Filter the data below for the string "shopping" and copy each matching line.

(Beginning of Given data)

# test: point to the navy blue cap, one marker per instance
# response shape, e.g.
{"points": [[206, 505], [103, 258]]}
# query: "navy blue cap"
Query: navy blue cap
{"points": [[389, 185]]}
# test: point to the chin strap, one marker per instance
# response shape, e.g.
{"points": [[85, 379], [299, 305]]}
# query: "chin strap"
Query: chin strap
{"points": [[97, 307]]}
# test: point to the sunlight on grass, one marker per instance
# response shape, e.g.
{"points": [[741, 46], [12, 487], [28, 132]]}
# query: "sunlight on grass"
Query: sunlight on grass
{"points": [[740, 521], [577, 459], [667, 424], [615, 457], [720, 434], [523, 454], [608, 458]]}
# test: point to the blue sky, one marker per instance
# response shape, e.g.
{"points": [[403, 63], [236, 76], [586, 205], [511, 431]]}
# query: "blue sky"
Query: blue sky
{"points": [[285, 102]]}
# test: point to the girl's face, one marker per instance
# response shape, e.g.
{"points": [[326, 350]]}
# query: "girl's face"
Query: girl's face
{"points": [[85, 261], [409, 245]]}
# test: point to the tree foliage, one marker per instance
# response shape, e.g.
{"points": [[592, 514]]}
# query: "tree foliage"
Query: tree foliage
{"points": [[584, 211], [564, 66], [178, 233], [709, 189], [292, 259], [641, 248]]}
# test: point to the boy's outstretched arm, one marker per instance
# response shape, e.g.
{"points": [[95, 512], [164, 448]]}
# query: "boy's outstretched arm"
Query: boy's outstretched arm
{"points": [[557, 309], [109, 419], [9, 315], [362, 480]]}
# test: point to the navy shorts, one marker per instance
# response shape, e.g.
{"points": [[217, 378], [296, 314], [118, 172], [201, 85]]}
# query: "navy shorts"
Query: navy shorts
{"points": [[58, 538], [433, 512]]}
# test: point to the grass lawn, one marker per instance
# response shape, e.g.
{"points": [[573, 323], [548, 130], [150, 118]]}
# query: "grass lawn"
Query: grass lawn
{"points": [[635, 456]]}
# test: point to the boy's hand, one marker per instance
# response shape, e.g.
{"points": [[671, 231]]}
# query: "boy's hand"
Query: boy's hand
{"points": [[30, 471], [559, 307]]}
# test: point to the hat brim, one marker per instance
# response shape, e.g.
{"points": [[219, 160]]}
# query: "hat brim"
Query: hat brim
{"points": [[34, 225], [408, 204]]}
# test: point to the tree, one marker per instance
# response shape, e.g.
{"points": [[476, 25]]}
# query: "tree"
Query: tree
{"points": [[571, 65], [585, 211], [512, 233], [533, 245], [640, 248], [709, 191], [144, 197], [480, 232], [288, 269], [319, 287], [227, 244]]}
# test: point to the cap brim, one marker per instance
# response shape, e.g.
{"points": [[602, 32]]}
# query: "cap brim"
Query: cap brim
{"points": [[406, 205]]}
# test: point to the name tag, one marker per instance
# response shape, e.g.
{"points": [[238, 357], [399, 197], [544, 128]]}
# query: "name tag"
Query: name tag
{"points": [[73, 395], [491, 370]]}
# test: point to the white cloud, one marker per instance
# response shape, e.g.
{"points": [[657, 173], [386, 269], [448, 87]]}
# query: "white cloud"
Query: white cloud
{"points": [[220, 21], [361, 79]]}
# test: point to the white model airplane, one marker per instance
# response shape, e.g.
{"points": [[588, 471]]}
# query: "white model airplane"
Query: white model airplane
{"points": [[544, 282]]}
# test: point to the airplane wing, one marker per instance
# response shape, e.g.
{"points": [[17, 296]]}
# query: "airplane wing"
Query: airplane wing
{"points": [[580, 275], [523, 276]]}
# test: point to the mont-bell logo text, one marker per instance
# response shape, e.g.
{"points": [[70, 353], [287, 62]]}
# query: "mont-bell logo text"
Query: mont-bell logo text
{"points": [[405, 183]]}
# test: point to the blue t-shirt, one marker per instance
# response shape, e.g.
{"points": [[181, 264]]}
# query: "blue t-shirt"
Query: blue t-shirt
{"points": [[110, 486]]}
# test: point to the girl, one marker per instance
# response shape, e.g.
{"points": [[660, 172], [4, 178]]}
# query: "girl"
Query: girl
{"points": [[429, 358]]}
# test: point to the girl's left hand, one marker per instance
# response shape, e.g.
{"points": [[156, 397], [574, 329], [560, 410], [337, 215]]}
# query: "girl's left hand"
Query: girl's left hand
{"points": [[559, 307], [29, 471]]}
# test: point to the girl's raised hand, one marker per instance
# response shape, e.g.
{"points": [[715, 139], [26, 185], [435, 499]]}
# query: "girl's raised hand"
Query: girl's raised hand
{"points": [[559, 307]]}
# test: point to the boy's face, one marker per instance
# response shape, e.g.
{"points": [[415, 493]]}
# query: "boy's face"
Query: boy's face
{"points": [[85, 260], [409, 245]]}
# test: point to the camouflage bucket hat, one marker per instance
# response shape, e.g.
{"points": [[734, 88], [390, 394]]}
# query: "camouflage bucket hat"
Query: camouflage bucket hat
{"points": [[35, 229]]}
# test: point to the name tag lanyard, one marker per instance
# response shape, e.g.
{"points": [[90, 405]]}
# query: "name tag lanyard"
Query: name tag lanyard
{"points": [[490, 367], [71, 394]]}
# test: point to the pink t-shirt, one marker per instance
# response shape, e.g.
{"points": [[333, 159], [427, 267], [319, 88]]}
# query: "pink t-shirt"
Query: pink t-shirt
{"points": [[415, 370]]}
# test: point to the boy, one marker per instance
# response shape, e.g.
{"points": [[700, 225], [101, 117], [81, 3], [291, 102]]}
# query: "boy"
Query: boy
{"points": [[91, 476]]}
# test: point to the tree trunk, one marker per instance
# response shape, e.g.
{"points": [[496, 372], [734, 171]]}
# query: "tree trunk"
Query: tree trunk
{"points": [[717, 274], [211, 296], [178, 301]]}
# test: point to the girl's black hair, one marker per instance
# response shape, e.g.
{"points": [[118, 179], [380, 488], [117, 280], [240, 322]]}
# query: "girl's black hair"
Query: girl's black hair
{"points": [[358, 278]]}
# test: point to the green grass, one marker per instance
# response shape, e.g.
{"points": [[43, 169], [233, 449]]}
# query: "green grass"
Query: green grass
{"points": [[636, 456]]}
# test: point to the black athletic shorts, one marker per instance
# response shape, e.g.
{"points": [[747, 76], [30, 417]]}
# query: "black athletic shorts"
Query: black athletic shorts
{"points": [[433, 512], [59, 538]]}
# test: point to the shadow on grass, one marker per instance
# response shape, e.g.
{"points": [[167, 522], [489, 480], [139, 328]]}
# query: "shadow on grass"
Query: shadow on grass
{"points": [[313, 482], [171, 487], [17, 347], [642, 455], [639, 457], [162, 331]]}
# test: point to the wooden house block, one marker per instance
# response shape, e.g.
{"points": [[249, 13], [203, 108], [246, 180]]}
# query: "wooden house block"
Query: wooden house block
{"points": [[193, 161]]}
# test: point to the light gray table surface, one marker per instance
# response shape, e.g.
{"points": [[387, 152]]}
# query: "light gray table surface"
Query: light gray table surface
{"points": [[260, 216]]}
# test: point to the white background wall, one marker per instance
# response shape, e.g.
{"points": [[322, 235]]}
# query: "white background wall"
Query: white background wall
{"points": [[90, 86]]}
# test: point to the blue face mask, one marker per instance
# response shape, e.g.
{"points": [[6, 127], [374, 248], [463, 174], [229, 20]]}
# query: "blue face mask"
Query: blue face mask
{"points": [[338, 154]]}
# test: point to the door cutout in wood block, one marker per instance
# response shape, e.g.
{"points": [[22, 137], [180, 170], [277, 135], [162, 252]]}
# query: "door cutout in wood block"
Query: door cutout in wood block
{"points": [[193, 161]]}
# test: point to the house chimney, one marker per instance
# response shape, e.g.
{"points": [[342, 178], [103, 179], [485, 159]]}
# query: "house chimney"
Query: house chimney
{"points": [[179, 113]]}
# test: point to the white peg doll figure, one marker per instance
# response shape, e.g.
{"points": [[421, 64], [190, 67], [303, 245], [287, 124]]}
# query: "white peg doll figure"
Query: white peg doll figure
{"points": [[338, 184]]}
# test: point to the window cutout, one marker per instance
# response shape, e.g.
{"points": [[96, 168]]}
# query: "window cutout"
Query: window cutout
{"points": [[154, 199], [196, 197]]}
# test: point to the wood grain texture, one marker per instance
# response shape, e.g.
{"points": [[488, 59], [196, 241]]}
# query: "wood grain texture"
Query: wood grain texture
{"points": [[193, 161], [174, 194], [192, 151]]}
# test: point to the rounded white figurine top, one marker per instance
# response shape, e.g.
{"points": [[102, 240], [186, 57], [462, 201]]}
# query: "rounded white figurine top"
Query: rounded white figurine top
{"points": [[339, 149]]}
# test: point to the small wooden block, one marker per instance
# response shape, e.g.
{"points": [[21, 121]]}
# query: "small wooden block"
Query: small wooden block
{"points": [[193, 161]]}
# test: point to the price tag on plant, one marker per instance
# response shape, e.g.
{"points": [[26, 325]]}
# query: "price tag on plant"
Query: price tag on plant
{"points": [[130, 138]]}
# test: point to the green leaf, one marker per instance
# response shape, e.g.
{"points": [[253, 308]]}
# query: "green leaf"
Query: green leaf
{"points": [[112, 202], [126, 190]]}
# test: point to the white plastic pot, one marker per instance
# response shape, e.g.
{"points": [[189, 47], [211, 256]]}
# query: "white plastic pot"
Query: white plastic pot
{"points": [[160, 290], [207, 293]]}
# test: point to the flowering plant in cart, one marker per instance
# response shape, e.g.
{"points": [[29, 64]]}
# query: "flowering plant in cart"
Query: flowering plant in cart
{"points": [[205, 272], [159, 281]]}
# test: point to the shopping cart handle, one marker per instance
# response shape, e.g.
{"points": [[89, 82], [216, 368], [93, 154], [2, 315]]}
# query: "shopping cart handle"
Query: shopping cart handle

(End of Given data)

• Output for this exercise
# test: point to the shopping cart handle, one marker per instance
# query: "shopping cart handle"
Query: shopping cart handle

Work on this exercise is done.